Rechtsprechung KW 52-2016

1. Erbschaft-/Schenkungsteuer

Keine Steuerermäßigung nach § 27 ErbStG bei einem nach ausländischem Recht steuerfreien Vorerwerb


Bei einem nach ausländischem Recht besteuerten Vorerwerb ist für einen nachfolgenden Erwerb desselben Vermögens von Todes wegen durch Personen der Steuerklasse I keine Steuerermäßigung nach § 27 ErbStG zu gewähren.

BFH v. 27.09.2016, II R 37/13

Hinweis:

Fällt Personen der Steuerklasse I von Todes wegen Vermögen an, das in den letzten zehn Jahren vor dem Erwerb bereits von Personen dieser Steuerklasse erworben worden ist und für das nach diesem Gesetz eine Steuer zu erheben war, ermäßigt sich der auf dieses Vermögen entfallende Steuerbetrag in Abhängigkeit von dem Zeitraum zwischen den beiden Zeitpunkten zwischen 50% und 10%, § 27 Abs. 1 ErbStG.

Der Kläger ist Alleinerbe seiner verstorbenen Mutter (M). M hatte zusammen mit ihrer Tochter (T) bis zu deren Ableben in Österreich gewohnt und danach ihren Wohnsitz nach Deutschland verlegt. M war Miterbe der T. Für den Vorerwerb der M wurde in Österreich Erbschaftsteuer festgesetzt. Der Kläger machte in der Erbschaftsteuererklärung für seinen Erwerb nach M die österreichische Erbschaftsteuer als Nachlassverbindlichkeit geltend und beantrage wegen des mehrfachen Erwerbs desselben Vermögens durch Personen der Steuerklasse I eine Steuerermäßigung gem. § 27 ErbStG.

Der BFH hat entschieden, dass keine Steuerermäßigung gem. § 27 ErbStG zu gewähren ist.

Zu erledigende Aufgaben:
**a.** Stimmen die Aussagen (i) bis (iii) mit dem Text zur Erbschaftsteuer überein? Antworten Sie jeweils mit Ja oder Nein und führen Sie die entscheidenden Worte des Textes als wörtliches Zitat an.
(i) Die Mutter des Klägers verlegte nach dem Tod der Tochter ihren Wohnsitz nach Deutschland.
(ii) Nach § 27 Abs. 1 ErbStG muss der Vorerwerb in den letzten fünf Jahren vor dem Erwerb stattgefunden haben.
(iii) Der BFH gewährte dem Kläger die Steuerermäßigung nach § 27 ErbStG.
**b.** Greifen Sie den Text zur Erbschaftsteuer an seinem Ende auf und führen Sie ihn fort.

Bereitgestellte Daten:
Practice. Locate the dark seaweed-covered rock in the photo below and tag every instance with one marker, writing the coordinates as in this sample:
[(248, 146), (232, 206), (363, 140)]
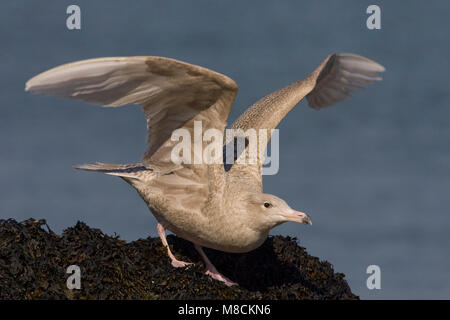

Antworten zur Übung:
**a.**
(i) Ja: „danach ihren Wohnsitz nach Deutschland verlegt“
(ii) Nein: „in den letzten zehn Jahren vor dem Erwerb“
(iii) Nein: „dass keine Steuerermäßigung gem. § 27 ErbStG zu gewähren ist“

**b.**
Bei einem nach ausländischem Recht besteuerten Vorerwerb für einen nachfolgenden Erwerb desselben Vermögens durch Personen der Steuerklasse I ist die Steuerermäßigung nach § 27 ErbStG nicht zu gewähren. Die Steuerermäßigung setzt nach dem Wortlaut des
§ 27 Abs. 1 ErbStG voraus, dass für den Vorerwerb "nach diesem Gesetz" eine Steuer zu erheben war. Sie ist deshalb nicht zu gewähren, wenn für den Vorerwerb keine Erbschaftsteuer nach dem ErbStG, sondern eine Erbschaftsteuer nach ausländischem Recht festzusetzen war. Eine ausländische Steuer ist keine Steuer "nach diesem Gesetz".

Zwar führt § 27 ErbStG zu einer Beschränkung der unionsrechtlich gewährleisteten Kapitalverkehrsfreiheit. Diese Beschränkung ist aber durch die Notwendigkeit gerechtfertigt, die Kohärenz des Steuersystems zu wahren.




2. Umsatzsteuer

EuGH-Vorlage zum Vorsteuerabzug aus Anzahlung für nicht geliefertes Blockheizkraftwerk


Dem EuGH werden folgende Fragen zur Vorabentscheidung vorgelegt:

Nach dem EuGH-Urteil FIRIN vom 13. März 2014 C-107/13 (EU:C:2014:151, UR 2014, 705, MwStR 2014, 240, Rz 39, Satz 1) scheidet der Vorsteuerabzug aus einer Anzahlung aus, wenn der Eintritt des Steuertatbestands zum Zeitpunkt der Anzahlung unsicher ist. Beurteilt sich dies nach der objektiven Sachlage oder aus der objektivierten Sicht des Anzahlenden?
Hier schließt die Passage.